THE EXERCISE
Using the musician profiles below, answer these:
1. Which string quartets does Gary Hoffman often join as a guest?
2. What date and time appear under the heading "LLUÍS CLARET"?
3. At which competitions did Lluís Claret win First Prizes, and in which years?

Gary Hoffman performs in major recital and chamber music series throughout the world, as well as at such prestigious festivals as Ravinia, Marlboro, Aspen, Bath, Evian, Helsinki, Verbier, Mostly Mozart, Schleswig-Holstein, Stresa, Festival International de Colmar, and Festival de Toulon. He is a frequent guest of string quartets including Emerson, Tokyo, Borromeo, Brentano, and Ysaye. Mr. Hoffman performs throughout Europe with various orchestras: Cordoba, Helsingborg, Warsaw, Stavanger, Budapest, Bodensee Festival, Orchestre National d’Ile de France, Russian National Philharmonic, het Gelders Orchestra, Holland, Luxembourg; and around the world in the United States, Asia, South Africa, in halls such as the Théâtre du Châtelet, Théâtre des Champs Elysées, Auditorium de Dijon, Concertgebouw, and the Kennedy Center. He also plays and gives master classes at the Ravinia Festival, Bloomington, Kobé, Manchester Cello Festival, Kronberg Cello Akademie, Salzburger Mozarteum, Festival de Prades, and Santa Fe.

LLUÍS CLARET
Sunday, Oct 11th 2015
1:00 pm EDT

Born in Andorra, Spain in 1951, from exiled catalan parents, Lluís Claret began his musical studies at the age of 9. His musical future would be strongly marked by his contact with great teachers such as Maurice Gendron, Radu Aldulescu and Enric Casals (Pablo Casals brother) who, though not a cellist, would be his principal musical adviser for many years. His meetings with György Sebök, Eva Janzer and Bernard Greenhouse were also to be decisive for the development of his artistic personality.

First Prizes at the Casals (1976) and Rostropovitch (1977) Competitions helped to project an international career to the principal capitals of Europe, America and Asia. He received invitations from The Washington National Symphony, Czech Philharmonic, English Chamber Orchestra, France National Orchestra, as well as others in cities such as Tokyo, Seoul, Düsseldorf, Stuttgart, Bamberg, Moscow, Madrid, Barcelona, and has played under the baton of Vaclav Neuman, Mstislav Rostropovitch, Pierre Boulez, Karl Münchinger, Dimitri Kitaienko, Sakari Oramo and Georges Malcom among others.

ITEMS
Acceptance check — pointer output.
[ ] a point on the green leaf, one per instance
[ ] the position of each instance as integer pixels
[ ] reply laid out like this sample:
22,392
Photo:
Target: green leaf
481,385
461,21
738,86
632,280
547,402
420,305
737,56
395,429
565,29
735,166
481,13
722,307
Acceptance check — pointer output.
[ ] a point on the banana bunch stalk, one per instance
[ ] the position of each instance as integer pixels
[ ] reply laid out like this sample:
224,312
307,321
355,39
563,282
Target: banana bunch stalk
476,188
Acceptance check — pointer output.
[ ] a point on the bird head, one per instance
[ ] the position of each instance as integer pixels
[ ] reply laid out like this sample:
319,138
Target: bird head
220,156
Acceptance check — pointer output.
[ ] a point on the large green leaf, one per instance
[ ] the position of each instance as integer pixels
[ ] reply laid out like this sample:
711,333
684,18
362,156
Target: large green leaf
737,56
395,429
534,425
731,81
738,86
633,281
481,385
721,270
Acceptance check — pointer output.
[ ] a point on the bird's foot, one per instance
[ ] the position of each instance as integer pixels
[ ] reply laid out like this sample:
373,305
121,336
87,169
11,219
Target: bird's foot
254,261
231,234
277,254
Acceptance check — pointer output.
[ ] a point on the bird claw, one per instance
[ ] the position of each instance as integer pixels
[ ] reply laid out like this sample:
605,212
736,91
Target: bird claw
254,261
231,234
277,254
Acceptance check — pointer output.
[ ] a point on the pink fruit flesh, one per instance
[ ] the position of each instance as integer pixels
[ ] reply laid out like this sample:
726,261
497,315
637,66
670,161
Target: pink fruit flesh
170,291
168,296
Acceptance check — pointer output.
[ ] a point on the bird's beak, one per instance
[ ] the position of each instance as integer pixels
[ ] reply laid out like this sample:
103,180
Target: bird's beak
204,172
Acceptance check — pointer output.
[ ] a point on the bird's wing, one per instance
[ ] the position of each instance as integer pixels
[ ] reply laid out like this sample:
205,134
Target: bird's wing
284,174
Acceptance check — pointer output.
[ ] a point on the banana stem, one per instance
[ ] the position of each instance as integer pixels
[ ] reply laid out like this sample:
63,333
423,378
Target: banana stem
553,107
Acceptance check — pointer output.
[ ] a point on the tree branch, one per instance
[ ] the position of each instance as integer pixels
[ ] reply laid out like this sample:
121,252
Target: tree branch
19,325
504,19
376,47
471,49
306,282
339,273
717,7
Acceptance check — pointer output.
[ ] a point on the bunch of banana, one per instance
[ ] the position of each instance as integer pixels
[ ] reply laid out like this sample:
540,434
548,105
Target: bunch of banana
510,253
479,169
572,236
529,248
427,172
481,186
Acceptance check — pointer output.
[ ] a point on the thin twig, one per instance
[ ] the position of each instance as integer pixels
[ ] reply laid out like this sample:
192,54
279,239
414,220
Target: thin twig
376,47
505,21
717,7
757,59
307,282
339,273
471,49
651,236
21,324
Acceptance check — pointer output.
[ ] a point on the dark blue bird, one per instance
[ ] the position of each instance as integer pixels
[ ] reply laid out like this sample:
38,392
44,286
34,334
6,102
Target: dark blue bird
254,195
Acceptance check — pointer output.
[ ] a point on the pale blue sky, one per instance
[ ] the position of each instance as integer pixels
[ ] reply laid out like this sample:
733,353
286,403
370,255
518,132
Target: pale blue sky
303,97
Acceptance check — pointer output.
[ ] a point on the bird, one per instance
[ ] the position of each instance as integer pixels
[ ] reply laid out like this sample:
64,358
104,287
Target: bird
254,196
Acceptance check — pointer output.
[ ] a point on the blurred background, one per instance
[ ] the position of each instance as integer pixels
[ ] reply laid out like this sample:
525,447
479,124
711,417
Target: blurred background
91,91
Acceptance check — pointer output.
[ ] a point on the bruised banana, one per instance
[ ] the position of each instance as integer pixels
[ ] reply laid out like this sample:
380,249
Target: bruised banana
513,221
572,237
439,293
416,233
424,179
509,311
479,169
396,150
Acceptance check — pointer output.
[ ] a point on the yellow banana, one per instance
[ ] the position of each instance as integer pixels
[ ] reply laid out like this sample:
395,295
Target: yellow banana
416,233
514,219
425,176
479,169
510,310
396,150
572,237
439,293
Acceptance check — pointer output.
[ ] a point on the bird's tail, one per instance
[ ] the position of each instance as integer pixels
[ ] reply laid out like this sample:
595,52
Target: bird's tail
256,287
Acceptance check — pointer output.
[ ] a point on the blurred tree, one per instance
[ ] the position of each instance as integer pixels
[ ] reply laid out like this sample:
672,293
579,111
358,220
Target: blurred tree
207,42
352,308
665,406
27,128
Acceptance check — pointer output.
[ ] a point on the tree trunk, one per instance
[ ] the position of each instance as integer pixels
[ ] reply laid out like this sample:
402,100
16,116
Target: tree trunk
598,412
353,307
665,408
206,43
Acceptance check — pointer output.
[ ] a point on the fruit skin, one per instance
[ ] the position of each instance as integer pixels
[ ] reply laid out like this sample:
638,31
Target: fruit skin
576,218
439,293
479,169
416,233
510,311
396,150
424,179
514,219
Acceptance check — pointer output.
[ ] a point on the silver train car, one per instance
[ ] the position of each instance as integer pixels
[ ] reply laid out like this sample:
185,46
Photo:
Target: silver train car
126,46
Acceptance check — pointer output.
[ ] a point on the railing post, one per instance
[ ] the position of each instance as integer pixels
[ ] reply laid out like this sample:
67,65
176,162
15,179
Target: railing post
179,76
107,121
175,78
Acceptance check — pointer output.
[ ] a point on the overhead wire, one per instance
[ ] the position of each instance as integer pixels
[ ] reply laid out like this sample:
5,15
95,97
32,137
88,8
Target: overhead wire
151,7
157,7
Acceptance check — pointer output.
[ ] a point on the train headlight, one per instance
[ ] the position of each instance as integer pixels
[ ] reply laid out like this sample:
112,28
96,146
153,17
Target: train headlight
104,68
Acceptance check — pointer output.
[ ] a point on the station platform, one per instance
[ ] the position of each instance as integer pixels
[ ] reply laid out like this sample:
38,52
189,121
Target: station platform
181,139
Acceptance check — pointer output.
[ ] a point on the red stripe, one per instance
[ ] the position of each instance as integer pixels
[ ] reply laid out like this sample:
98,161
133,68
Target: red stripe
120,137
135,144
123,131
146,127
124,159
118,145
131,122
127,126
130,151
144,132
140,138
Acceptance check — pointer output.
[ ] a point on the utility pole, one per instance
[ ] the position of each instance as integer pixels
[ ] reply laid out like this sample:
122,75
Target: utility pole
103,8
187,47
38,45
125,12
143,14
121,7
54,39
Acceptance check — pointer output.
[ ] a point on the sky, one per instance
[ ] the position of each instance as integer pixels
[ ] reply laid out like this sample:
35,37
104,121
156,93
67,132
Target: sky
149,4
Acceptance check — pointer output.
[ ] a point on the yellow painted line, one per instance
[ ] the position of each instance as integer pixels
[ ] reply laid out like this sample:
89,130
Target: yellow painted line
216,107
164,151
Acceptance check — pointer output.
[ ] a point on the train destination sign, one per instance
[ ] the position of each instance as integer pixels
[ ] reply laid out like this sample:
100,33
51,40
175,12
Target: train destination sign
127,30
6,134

THE SOLUTION
1. Emerson, Tokyo, Borromeo, Brentano, and Ysaye.
2. Sunday, Oct 11th 2015, at 1:00 pm EDT.
3. The Casals Competition in 1976 and the Rostropovitch Competition in 1977.